• Description of the task: Write each line out again exactly as written.

• Dataset entries:
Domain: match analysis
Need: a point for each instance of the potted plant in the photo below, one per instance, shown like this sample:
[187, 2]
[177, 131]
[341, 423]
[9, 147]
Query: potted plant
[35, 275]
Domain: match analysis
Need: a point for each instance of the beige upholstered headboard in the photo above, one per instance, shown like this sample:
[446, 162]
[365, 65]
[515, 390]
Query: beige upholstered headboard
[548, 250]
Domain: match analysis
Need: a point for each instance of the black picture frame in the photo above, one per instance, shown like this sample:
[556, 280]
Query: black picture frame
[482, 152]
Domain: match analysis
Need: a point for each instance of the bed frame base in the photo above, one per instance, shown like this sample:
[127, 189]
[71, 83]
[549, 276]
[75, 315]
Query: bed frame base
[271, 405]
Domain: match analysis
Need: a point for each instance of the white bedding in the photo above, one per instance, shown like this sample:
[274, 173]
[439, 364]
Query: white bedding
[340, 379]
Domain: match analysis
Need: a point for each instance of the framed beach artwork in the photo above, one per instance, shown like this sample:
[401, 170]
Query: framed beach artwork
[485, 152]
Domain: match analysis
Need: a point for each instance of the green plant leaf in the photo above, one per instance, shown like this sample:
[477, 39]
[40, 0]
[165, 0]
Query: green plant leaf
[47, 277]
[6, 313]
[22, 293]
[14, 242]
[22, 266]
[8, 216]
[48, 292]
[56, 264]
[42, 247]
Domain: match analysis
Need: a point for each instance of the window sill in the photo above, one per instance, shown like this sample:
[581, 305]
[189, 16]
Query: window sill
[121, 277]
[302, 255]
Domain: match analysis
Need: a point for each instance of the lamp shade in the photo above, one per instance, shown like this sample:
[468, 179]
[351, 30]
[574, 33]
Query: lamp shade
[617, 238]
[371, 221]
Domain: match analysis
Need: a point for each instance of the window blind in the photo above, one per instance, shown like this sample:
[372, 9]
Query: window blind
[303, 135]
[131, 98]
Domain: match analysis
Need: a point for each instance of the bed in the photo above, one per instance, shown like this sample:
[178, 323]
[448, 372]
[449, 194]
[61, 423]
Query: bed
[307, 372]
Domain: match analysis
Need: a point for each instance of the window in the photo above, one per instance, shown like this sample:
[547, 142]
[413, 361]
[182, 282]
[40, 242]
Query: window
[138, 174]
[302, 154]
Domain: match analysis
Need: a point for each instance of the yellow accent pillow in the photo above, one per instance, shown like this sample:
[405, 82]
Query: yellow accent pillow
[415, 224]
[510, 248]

• Response to the task:
Domain: match analysis
Need: a point for each instance of the potted plant in the photo below, one per instance, shown like this sample:
[187, 2]
[177, 131]
[341, 423]
[9, 147]
Query: potted plant
[35, 275]
Domain: match analysis
Need: a point for each instance of the beige upholstered headboard in the photo above, one per instance, shown like this sample:
[446, 162]
[365, 65]
[515, 390]
Query: beige upholstered headboard
[548, 250]
Domain: match analysis
Need: a point for each instance of the black picture frame in the photo above, one per instance, shown like this sample:
[556, 280]
Query: black picture frame
[482, 152]
Domain: match analysis
Need: a point for each instance of the bed frame base in the photo above, one per instance, shown like this sample:
[127, 189]
[71, 83]
[549, 276]
[75, 315]
Query: bed frame base
[271, 405]
Domain: match analysis
Need: a point for each instance of the white bedding in the photo above, one per instance, shown like this sample:
[274, 173]
[439, 364]
Query: white bedding
[340, 379]
Domain: match analysis
Need: a point for each instance of the framed beach artwork in the photo above, one per instance, shown like this sample:
[401, 170]
Query: framed beach artwork
[485, 152]
Domain: match analysis
Need: a point for each instance of the green plant leaf in the photo above, one per instance, shown like this sample:
[477, 39]
[40, 0]
[165, 0]
Query: green plant leaf
[47, 277]
[6, 313]
[22, 293]
[14, 242]
[22, 266]
[8, 216]
[48, 292]
[56, 264]
[42, 247]
Domain: match analysis
Need: a point for each instance of the window sill in the photo above, one per instance, shown like this sample:
[581, 305]
[189, 16]
Query: window sill
[121, 277]
[302, 255]
Domain: match analysis
Need: a point for each instance of the lamp shade in the photo above, one per instance, shown like this sample:
[468, 179]
[351, 30]
[574, 33]
Query: lamp shade
[617, 238]
[371, 221]
Domain: match analysis
Need: a point for each instance of the window blind in the photo above, one per instance, shown like this sample:
[372, 9]
Query: window blind
[303, 135]
[131, 98]
Domain: match analysis
Need: a point for each instance of the bed in the photo above, one per instance, shown like this sample:
[178, 323]
[448, 372]
[449, 194]
[61, 423]
Query: bed
[307, 372]
Domain: match analysis
Need: a point for each instance of the window in the photo above, one per instance, shown like this sample:
[547, 142]
[413, 361]
[182, 282]
[40, 242]
Query: window
[138, 174]
[302, 154]
Domain: match analysis
Need: a point for each instance of the yellow accent pillow in the photo above, one per instance, shown like this sample:
[405, 82]
Query: yellow accent pillow
[415, 224]
[510, 248]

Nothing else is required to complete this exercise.